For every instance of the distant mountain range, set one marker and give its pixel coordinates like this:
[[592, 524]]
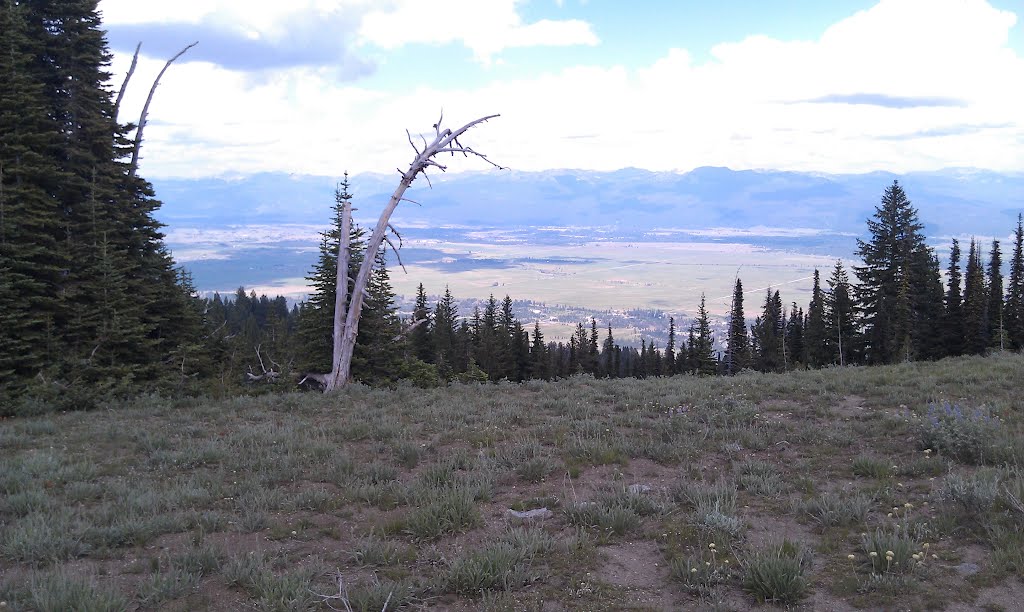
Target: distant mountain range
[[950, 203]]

+ + +

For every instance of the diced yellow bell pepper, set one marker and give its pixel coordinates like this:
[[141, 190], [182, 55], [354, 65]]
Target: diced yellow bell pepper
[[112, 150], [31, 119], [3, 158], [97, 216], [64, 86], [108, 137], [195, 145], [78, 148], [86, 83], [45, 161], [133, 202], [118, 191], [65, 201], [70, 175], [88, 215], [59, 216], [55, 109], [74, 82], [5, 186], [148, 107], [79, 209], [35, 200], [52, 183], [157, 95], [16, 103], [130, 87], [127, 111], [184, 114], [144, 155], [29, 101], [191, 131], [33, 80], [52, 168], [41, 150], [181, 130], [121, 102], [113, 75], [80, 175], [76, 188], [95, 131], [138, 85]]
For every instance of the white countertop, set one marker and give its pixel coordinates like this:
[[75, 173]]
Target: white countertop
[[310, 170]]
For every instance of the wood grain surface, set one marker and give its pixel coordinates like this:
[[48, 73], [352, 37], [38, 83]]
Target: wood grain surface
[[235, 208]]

+ + +

| WHAT IS NEEDED |
Only one stretch of the records above is wanted: the lines between the one holding "[[141, 190], [182, 55], [354, 65]]" and the one holding "For every instance of the wood", inclusive, reproduced exactly.

| OUTPUT FOR THIS TASK |
[[141, 190], [182, 55], [354, 65]]
Target: diced yellow bell pepper
[[112, 150], [31, 119], [3, 158], [97, 216], [64, 86], [108, 137], [195, 145], [78, 148], [86, 83], [45, 161], [133, 202], [118, 191], [65, 201], [70, 175], [88, 215], [59, 216], [55, 109], [74, 82], [5, 186], [148, 107], [79, 209], [35, 200], [52, 183], [157, 95], [16, 103], [130, 87], [127, 111], [184, 114], [144, 155], [29, 101], [191, 131], [33, 80], [52, 168], [41, 150], [181, 130], [121, 102], [113, 75], [80, 175], [76, 188], [95, 131], [138, 85]]
For every instance of the white countertop, set one marker and give its pixel coordinates like this:
[[75, 173]]
Target: white countertop
[[310, 170]]
For every instance of the wood grain surface, set one marker and give its pixel coordinates like this:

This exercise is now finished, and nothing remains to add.